Aim of the task: Where an entry below contains an image, skip the image and copy the rest exactly.

--- Dataset ---

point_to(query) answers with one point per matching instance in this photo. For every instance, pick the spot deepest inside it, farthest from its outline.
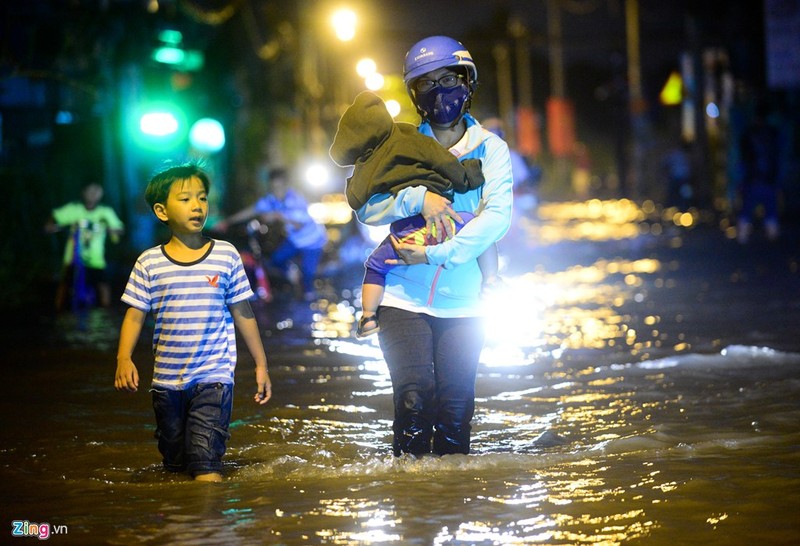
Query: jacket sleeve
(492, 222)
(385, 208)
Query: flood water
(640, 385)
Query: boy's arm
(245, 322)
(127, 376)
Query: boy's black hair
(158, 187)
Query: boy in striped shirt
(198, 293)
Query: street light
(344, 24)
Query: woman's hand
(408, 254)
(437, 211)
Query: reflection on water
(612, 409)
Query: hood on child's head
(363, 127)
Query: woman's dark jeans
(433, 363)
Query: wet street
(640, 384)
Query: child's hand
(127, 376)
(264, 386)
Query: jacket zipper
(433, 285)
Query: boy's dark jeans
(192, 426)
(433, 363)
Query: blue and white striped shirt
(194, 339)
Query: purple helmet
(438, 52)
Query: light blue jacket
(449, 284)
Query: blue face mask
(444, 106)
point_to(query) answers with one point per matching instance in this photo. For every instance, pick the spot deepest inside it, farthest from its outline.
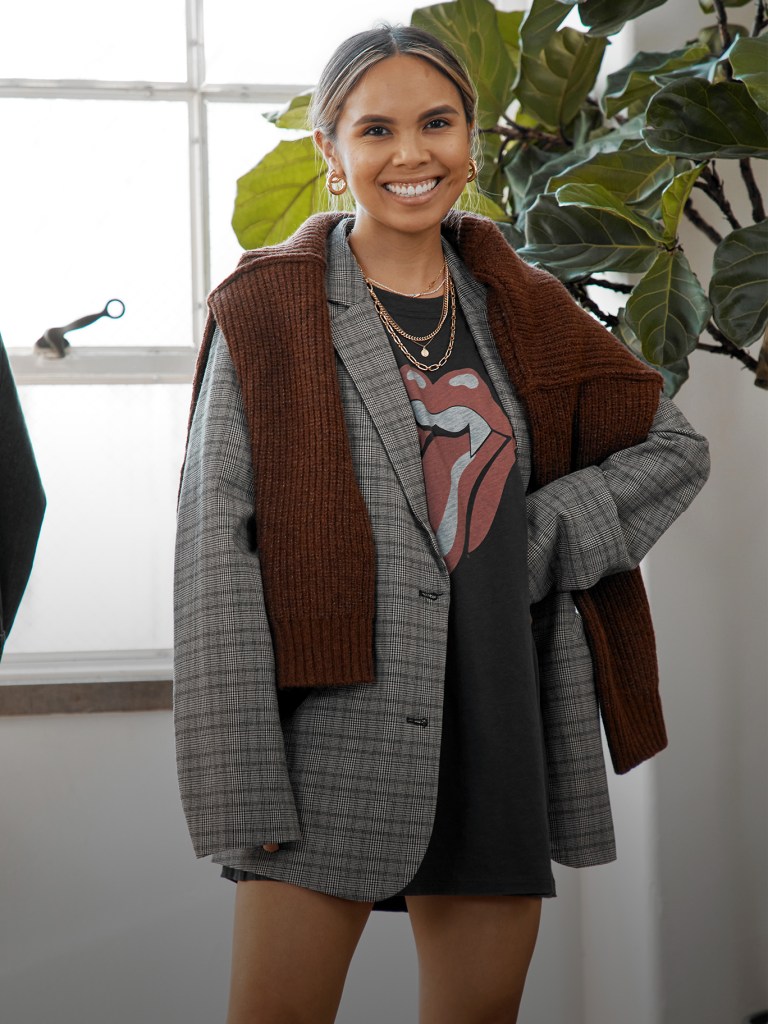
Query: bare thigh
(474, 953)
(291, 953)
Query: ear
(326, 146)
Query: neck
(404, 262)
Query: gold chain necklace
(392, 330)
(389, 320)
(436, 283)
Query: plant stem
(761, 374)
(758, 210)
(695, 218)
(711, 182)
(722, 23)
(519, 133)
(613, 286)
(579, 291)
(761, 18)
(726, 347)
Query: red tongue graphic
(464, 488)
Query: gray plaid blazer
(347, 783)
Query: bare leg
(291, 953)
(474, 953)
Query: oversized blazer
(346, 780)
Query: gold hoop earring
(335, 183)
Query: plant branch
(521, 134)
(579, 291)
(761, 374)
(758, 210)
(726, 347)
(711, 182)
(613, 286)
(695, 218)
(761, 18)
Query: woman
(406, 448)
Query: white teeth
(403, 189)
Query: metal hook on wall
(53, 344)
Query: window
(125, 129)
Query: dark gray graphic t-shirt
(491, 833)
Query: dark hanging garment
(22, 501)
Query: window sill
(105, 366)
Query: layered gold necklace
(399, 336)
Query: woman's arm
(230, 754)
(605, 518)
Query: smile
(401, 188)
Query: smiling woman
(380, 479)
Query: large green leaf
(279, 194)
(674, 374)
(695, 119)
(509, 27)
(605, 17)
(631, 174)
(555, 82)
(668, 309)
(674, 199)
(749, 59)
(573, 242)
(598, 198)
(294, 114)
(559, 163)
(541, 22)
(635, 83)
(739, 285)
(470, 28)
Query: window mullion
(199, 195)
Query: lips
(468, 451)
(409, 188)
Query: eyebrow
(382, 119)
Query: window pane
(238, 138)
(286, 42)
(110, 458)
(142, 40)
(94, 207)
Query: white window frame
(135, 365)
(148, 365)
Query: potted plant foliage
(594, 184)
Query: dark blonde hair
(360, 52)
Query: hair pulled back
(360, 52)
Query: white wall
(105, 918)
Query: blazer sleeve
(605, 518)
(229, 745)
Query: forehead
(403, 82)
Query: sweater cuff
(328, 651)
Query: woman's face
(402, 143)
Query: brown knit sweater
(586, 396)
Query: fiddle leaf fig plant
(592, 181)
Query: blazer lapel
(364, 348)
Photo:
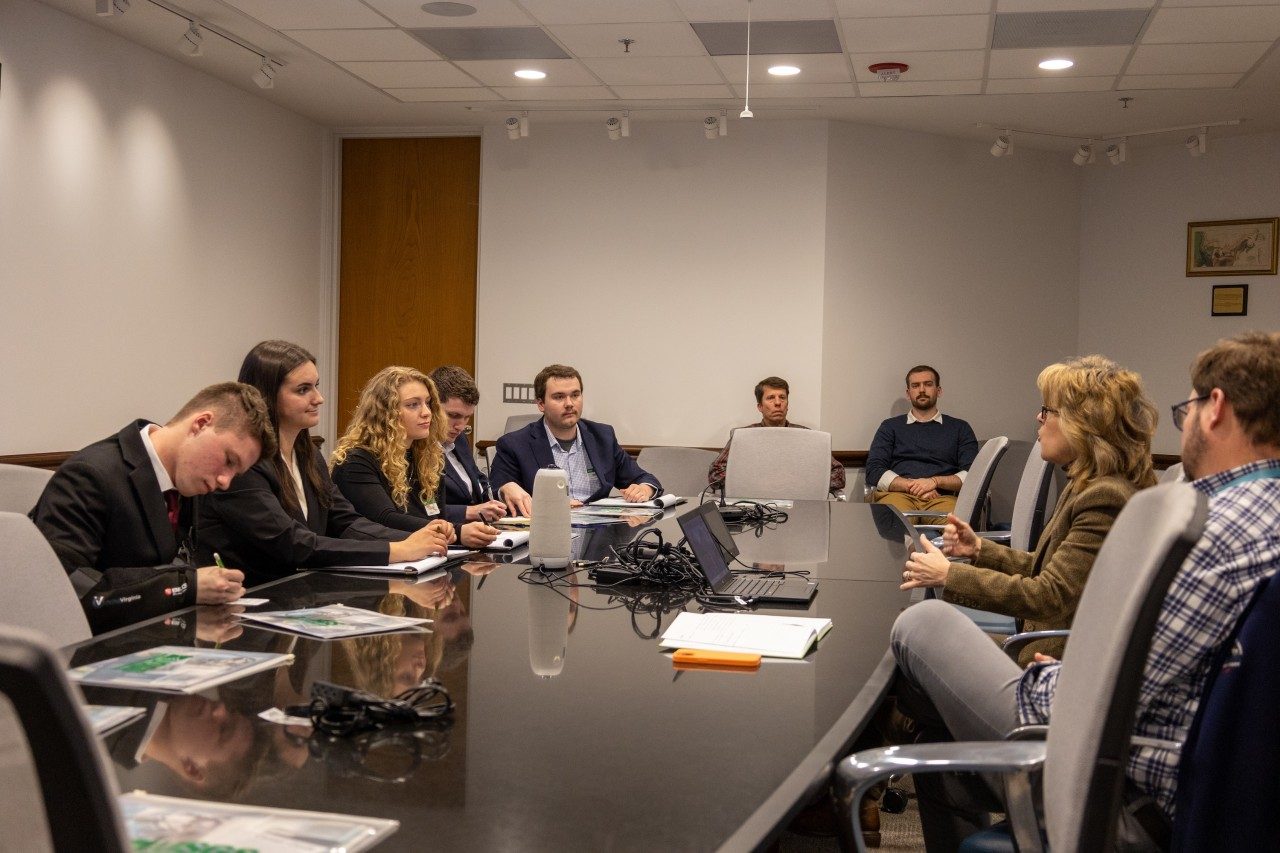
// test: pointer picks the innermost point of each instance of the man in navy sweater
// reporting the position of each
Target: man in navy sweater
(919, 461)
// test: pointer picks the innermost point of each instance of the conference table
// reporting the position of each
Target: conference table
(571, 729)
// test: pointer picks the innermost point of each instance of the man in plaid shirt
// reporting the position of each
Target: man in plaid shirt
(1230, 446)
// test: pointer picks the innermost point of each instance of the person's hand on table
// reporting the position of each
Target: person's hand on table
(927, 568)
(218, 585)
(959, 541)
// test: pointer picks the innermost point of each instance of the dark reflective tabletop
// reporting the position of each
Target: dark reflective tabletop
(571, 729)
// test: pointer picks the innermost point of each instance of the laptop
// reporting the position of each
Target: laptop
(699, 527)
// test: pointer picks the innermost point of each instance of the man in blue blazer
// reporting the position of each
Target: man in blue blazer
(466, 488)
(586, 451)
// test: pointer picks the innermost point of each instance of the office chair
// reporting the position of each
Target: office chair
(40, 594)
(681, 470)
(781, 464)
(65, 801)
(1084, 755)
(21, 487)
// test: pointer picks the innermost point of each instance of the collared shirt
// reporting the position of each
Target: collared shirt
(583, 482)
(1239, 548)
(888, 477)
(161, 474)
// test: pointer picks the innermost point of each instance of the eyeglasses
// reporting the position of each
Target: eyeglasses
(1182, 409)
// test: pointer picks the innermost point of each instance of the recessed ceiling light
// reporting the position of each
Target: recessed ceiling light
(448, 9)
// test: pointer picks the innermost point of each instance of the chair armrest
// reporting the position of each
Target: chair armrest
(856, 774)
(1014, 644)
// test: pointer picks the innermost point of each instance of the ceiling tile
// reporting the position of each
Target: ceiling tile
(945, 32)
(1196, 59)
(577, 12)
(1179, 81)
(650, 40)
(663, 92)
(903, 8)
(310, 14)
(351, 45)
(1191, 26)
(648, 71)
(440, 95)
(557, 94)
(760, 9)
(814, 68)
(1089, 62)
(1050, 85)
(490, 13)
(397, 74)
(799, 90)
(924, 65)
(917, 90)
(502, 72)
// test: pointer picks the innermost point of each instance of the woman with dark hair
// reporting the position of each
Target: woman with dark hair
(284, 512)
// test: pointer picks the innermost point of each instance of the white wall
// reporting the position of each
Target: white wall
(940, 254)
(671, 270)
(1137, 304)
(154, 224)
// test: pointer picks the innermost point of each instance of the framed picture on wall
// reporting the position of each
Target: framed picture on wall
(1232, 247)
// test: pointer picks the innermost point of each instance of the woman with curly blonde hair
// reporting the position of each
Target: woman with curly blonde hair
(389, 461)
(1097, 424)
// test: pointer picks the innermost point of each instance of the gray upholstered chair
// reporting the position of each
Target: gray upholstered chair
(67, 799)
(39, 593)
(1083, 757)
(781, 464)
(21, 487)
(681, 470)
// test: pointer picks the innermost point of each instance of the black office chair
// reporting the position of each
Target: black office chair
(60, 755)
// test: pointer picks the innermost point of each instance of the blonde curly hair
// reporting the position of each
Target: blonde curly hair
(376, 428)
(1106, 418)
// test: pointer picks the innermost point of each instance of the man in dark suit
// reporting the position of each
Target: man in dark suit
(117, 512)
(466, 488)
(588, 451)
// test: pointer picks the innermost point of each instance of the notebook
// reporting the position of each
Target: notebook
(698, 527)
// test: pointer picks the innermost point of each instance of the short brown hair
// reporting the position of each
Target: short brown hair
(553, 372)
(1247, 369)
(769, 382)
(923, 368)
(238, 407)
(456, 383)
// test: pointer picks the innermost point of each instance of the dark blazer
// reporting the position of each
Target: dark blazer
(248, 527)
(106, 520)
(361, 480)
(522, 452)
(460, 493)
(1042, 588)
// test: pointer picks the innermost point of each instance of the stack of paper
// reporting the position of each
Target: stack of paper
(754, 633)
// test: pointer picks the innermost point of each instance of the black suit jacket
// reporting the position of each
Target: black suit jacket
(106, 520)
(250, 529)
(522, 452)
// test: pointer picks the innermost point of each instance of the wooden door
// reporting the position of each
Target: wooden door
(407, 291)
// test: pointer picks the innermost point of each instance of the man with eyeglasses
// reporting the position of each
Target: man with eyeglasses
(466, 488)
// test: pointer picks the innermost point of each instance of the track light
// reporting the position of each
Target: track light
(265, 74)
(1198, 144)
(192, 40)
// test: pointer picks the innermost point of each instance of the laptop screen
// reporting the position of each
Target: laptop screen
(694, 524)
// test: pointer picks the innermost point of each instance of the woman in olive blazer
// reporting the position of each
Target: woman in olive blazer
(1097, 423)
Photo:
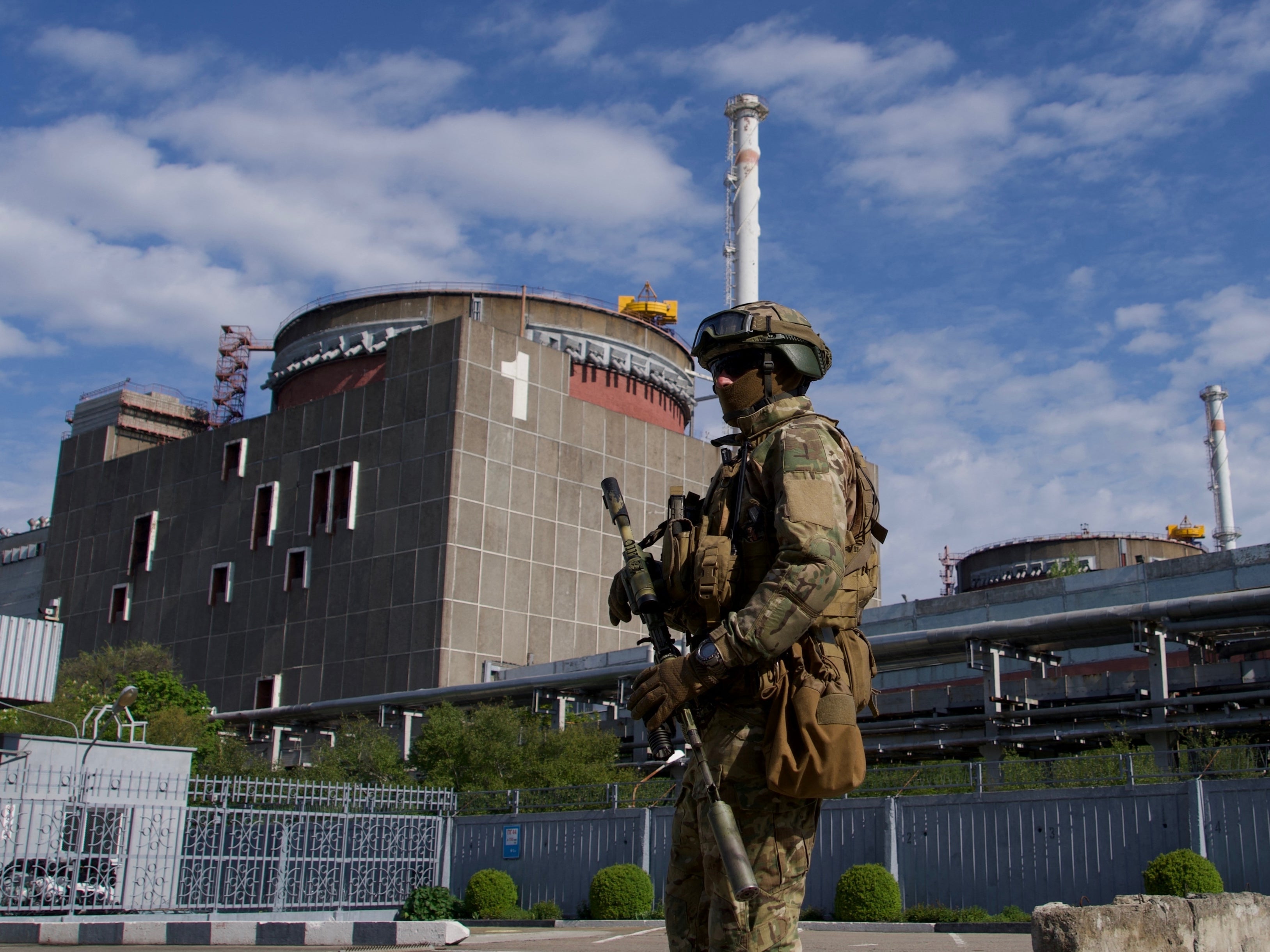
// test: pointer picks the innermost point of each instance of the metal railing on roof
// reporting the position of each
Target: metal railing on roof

---

Expected answer:
point_to(query) answers with one point per matching instance in this photo. For every instance, pick the spot deepest inside it, farthest from its outline.
Query: jacket sleeve
(492, 222)
(385, 208)
Query: flood water
(640, 385)
Query: boy's arm
(245, 322)
(127, 376)
Query: boy's black hair
(158, 187)
Query: boy in striped shirt
(198, 293)
Query: street light
(344, 24)
Query: woman's hand
(408, 254)
(437, 211)
Query: reflection on water
(612, 409)
Query: hood on child's head
(363, 127)
Query: woman's dark jeans
(433, 363)
Query: wet street
(640, 384)
Query: child's hand
(127, 376)
(264, 386)
Query: jacket zipper
(433, 285)
Query: boy's dark jeans
(192, 426)
(433, 363)
Query: blue and white striped shirt
(194, 339)
Query: purple helmet
(438, 52)
Query: light blue jacket
(449, 284)
Query: blue face mask
(444, 106)
point_to(query) answers with one point per matching instance in this photo. For every instance, pick the spot deepest inside it, farthest from its outline.
Query: bare thigh
(474, 953)
(291, 953)
Query: ear
(326, 146)
Query: neck
(404, 262)
Query: gold chain necklace
(392, 330)
(389, 320)
(436, 283)
Query: plant stem
(761, 374)
(758, 210)
(695, 218)
(711, 182)
(722, 23)
(519, 133)
(613, 286)
(579, 291)
(761, 18)
(726, 347)
Query: red tongue graphic
(464, 488)
Query: gray plaid blazer
(347, 783)
Query: bare leg
(291, 953)
(474, 953)
Query: oversized blazer
(346, 780)
Query: gold hoop earring
(335, 183)
Query: plant branch
(521, 134)
(579, 291)
(761, 374)
(758, 210)
(726, 347)
(711, 182)
(613, 286)
(695, 218)
(761, 18)
Query: woman
(406, 448)
Query: white teeth
(403, 189)
Query: metal hook on wall
(53, 344)
Query: window
(125, 129)
Query: dark gray graphic t-shirt
(491, 833)
Query: dark hanging garment
(22, 501)
Query: window sill
(105, 366)
Query: layered gold necklace
(399, 336)
Query: woman's arm
(230, 754)
(605, 518)
Query: smile
(401, 188)
Query: smiling woman
(380, 479)
Query: large green leaf
(279, 194)
(674, 374)
(695, 119)
(509, 27)
(605, 17)
(631, 174)
(555, 82)
(668, 309)
(674, 199)
(749, 59)
(573, 242)
(598, 198)
(294, 114)
(559, 163)
(541, 22)
(635, 83)
(739, 285)
(470, 28)
Query: window mullion
(199, 195)
Query: lips
(468, 451)
(409, 188)
Query: eyebrow
(382, 119)
Query: window pane
(238, 138)
(286, 42)
(110, 458)
(142, 40)
(94, 207)
Query: white window frame
(135, 365)
(148, 365)
Query: potted plant foliage
(594, 184)
Query: dark blonde hair
(360, 52)
Query: hair pulled back
(360, 52)
Query: white wall
(105, 918)
Query: blazer sleeve
(605, 518)
(229, 745)
Query: forehead
(403, 82)
Query: sweater cuff
(328, 651)
Query: woman's face
(402, 143)
Query: brown knit sweater
(586, 396)
Query: fiddle leaf fig plant
(592, 181)
Query: blazer lapel
(364, 348)
Photo:
// test: pointer picks the innermost point of each instance of the man in navy sweater
// reporting the position of each
Target: man in navy sweater
(919, 461)
// test: pointer picks the innermost point of each instance of the conference table
// reporting the position of each
Target: conference table
(571, 729)
// test: pointer picks the innermost point of each instance of the man in plaid shirt
// reporting the position of each
Target: man in plaid shirt
(1230, 446)
// test: pointer picks the innermost point of each instance of the person's hand on table
// reporting the position of each
Target: person's hand on table
(927, 568)
(218, 585)
(959, 541)
// test: pointer picks the innermost point of each instance of the dark reflective tabletop
// reporting the position of each
Target: dark reflective tabletop
(571, 729)
// test: pointer picks the innermost point of each instance of the laptop
// reporting the position of each
Target: laptop
(699, 527)
// test: pointer picks the innermost point of each instance of the man in blue blazer
// reporting the position of each
Target: man in blue blazer
(466, 488)
(586, 451)
// test: pointer picks the innermost point of each instance of the office chair
// reporting the position of each
Target: office chair
(40, 594)
(681, 470)
(781, 464)
(65, 801)
(1084, 755)
(21, 487)
// test: pointer picks the innermost point of each instance of the collared shirt
// reporting the position of each
Target: collared shirt
(583, 482)
(1239, 548)
(888, 477)
(161, 474)
// test: pointer picks the innermost point of each instance of the eyeglasses
// reporting the position of each
Target: eyeglasses
(1182, 409)
// test: pointer picks the innermost point of each instance of the recessed ceiling light
// reporting the position of each
Target: recessed ceiling light
(448, 9)
// test: pointer picks the innermost point of each instance of the chair armrest
// reporting the position of each
Target: chair armrest
(856, 774)
(1014, 644)
// test: pointer picks the innermost point of each instance of the ceiling tile
// reporting the position of each
Target: ceiling tile
(945, 32)
(1196, 59)
(577, 12)
(1179, 81)
(650, 40)
(663, 92)
(903, 8)
(310, 14)
(351, 45)
(1191, 26)
(648, 71)
(440, 95)
(557, 94)
(760, 9)
(814, 68)
(1089, 62)
(1050, 85)
(490, 13)
(397, 74)
(799, 90)
(924, 65)
(917, 90)
(502, 72)
// test: pointer picks the innermost point of each instance of the woman with dark hair
// reporting the position of each
Target: woman with dark hair
(284, 512)
// test: pointer picks the innermost point of each instance of the white wall
// reporting the position of each
Target: white wall
(940, 254)
(671, 270)
(1137, 304)
(154, 224)
// test: pointer picks the innermost point of each instance of the framed picture on wall
// reporting the position of each
Target: framed picture on wall
(1232, 247)
// test: pointer picks the innermost point of each instance of the woman with curly blonde hair
// reporting the position of each
Target: woman with curly blonde hair
(389, 461)
(1097, 424)
// test: pointer picks the innermost point of each instance of the gray upholstered chair
// reporting the position of each
Target: gray upholstered chair
(67, 799)
(39, 593)
(1083, 757)
(781, 464)
(21, 487)
(681, 470)
// test: pointer picks the innermost point of each instance of the black office chair
// reporting the position of each
Target: black office chair
(60, 755)
// test: pointer picks the innermost point of each instance of the blonde curly hair
// reporting the position of each
Target: blonde curly hair
(376, 428)
(1106, 418)
// test: pointer picks the innermost point of each instance of the man in dark suit
// reporting the position of each
Target: man in dark suit
(117, 512)
(466, 488)
(588, 451)
// test: pointer picks the innermost point of each instance of the notebook
// reporting the position of each
Target: notebook
(698, 527)
// test: pointer picks the innermost point of each instance of the short brown hair
// reporting the position of each
Target: short brown hair
(553, 372)
(1247, 369)
(769, 382)
(923, 368)
(238, 407)
(456, 383)
// test: pointer picks the innermost point of each instance of the dark blazer
// reporting the position of each
Target: dark blazer
(248, 527)
(106, 520)
(361, 480)
(522, 452)
(460, 493)
(1042, 588)
// test: pointer picks the innermost point of each instance of the stack of paper
// reporting the position of each
Target: stack of paper
(754, 633)
// test: pointer picks the innermost point of each instance of the black suit jacket
// reporting the position of each
Target: black suit jacket
(106, 520)
(250, 529)
(522, 452)
// test: pointer picks the innermost point of each instance of the wooden door
// reporting the position of each
Target: wooden door
(407, 291)
// test: pointer picks the innermost point of each instance of the man with eyeglasses
// reporting the position of each
Target: man with eyeglasses
(466, 488)
// test: pointer picks the innermost point of each instance of the track light
// reporting the position of each
Target: track light
(265, 74)
(1198, 144)
(192, 40)
// test: pointer picks the innermost point of each instance of the laptop screen
// reporting the position of each
Target: laptop screen
(694, 524)
// test: pointer picks the innermost point of each instance of the woman in olive blazer
// reporting the position of each
Target: woman in olive blazer
(1097, 423)
Photo:
// test: pointer picks the innermost point of each instance of the metal railing on roof
// reporting the position of each
Target: metal railing on roof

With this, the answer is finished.